* **How to complete this task**:
Keep only the lines of the listing that include the word "sand", and copy them.
_ _ _ _
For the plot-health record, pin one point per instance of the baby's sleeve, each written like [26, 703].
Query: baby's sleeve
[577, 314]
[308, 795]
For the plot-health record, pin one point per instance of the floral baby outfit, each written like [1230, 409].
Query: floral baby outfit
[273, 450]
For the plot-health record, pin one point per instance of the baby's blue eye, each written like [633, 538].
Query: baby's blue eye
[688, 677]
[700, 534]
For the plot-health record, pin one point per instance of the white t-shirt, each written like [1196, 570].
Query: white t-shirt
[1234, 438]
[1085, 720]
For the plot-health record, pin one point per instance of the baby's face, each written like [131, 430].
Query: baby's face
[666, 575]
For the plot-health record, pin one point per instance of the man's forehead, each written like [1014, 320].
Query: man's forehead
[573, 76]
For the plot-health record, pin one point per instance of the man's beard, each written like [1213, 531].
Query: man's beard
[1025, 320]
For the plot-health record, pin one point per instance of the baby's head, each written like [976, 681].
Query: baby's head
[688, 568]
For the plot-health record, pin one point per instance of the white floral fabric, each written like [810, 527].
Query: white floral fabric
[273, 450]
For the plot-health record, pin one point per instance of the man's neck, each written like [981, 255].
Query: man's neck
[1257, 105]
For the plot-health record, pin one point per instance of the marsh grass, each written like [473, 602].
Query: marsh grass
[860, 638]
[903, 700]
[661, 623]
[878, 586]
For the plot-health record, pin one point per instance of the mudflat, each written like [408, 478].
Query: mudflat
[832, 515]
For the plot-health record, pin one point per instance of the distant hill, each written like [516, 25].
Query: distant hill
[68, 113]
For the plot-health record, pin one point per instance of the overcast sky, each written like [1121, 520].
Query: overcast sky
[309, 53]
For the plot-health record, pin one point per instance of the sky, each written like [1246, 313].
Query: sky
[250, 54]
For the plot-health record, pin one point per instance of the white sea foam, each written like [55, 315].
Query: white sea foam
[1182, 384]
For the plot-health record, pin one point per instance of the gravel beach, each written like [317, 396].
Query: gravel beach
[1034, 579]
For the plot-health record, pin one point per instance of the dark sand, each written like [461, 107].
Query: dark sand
_ _ _ _
* **Response to this exercise**:
For the plot-health record, pin one point per instance of the dark sand, each written like [461, 107].
Query: dark sand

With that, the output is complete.